## What the task requires
Select every line in the entries below that contains the string "cricket", and copy each one.

## Materials provided
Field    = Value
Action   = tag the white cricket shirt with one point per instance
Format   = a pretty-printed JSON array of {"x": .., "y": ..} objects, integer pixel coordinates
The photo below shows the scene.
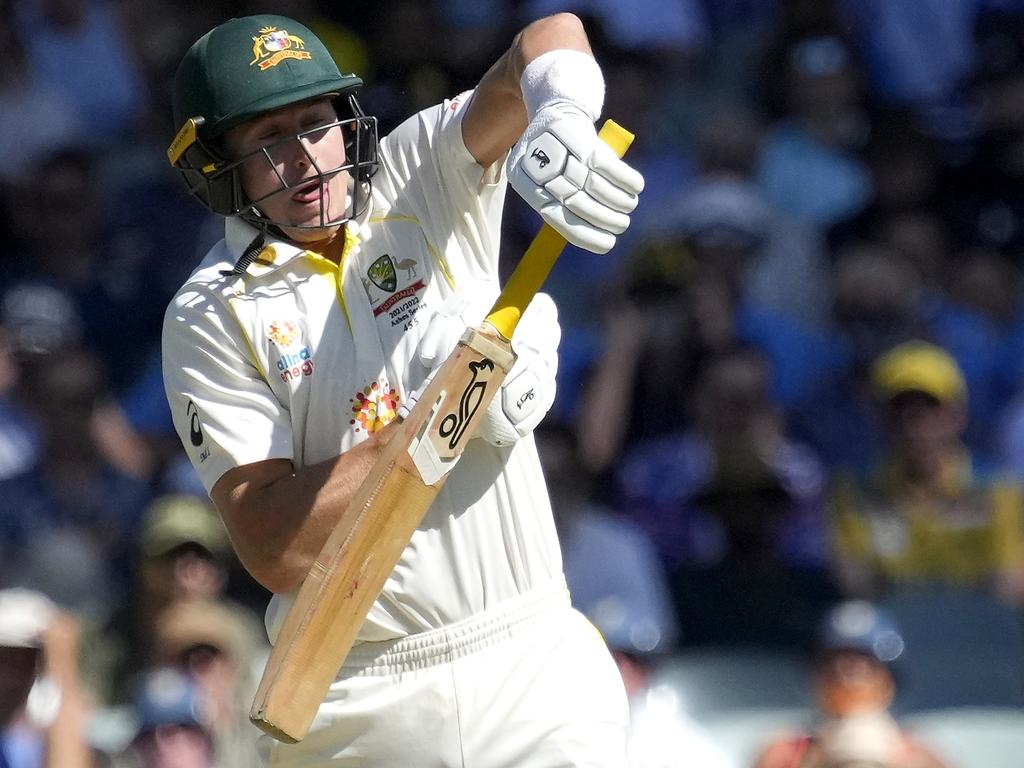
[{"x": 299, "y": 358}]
...
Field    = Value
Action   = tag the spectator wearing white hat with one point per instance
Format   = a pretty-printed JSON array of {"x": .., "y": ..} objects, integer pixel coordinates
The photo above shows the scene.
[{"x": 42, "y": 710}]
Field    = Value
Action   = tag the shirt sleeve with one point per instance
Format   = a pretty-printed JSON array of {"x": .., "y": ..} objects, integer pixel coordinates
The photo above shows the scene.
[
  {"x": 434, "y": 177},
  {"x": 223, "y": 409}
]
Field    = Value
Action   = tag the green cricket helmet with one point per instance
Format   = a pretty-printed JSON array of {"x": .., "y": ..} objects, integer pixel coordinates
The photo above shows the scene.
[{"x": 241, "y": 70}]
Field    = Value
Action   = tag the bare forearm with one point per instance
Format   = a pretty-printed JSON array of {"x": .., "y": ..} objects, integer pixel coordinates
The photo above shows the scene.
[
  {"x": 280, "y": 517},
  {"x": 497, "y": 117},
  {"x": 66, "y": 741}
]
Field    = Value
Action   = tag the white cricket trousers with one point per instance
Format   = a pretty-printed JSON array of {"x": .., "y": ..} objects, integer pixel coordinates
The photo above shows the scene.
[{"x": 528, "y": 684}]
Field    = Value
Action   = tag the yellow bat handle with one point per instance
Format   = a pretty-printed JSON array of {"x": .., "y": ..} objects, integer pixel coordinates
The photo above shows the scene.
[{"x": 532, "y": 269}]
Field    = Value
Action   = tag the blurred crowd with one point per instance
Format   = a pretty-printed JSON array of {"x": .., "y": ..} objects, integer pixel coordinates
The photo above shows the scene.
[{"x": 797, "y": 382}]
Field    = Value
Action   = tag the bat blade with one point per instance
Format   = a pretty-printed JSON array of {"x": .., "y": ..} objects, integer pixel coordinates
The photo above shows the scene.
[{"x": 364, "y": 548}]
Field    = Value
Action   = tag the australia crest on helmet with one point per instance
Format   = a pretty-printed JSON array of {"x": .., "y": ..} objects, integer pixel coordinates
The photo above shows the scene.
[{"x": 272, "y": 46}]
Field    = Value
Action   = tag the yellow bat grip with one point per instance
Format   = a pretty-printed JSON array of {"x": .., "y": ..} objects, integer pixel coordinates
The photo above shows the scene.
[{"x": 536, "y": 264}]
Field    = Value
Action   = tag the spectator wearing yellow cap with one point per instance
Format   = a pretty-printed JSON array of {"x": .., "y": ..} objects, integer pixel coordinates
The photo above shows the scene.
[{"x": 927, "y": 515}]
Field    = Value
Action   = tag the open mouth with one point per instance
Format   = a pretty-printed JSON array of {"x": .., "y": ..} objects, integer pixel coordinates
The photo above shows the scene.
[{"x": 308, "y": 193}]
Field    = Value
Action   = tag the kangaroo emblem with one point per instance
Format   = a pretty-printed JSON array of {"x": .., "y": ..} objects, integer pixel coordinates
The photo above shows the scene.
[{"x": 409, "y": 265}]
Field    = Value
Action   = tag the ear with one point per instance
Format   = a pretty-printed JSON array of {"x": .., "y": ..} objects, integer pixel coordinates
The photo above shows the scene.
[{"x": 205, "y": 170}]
...
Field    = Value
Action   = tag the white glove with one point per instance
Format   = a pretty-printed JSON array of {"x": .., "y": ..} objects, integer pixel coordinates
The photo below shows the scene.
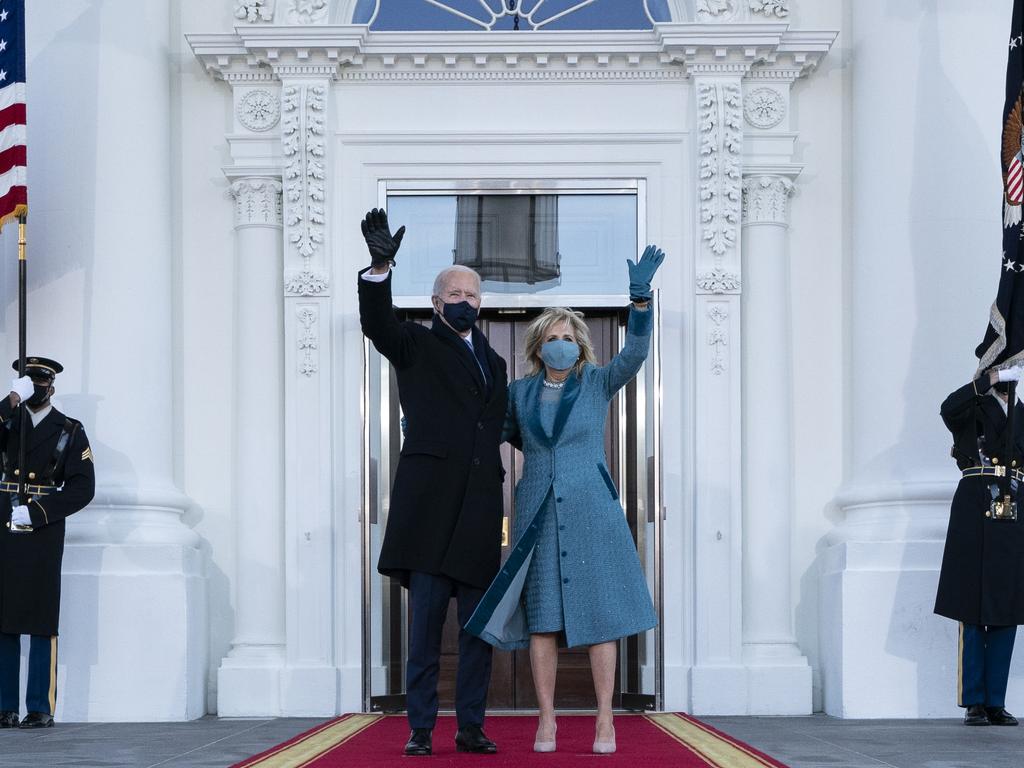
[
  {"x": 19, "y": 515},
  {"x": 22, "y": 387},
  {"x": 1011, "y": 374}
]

## Exercise response
Action   = tag the white cricket shirt with one point per instance
Action   = tag the green cricket helmet with one point per instance
Action   = tag the white cricket trousers with one point per instance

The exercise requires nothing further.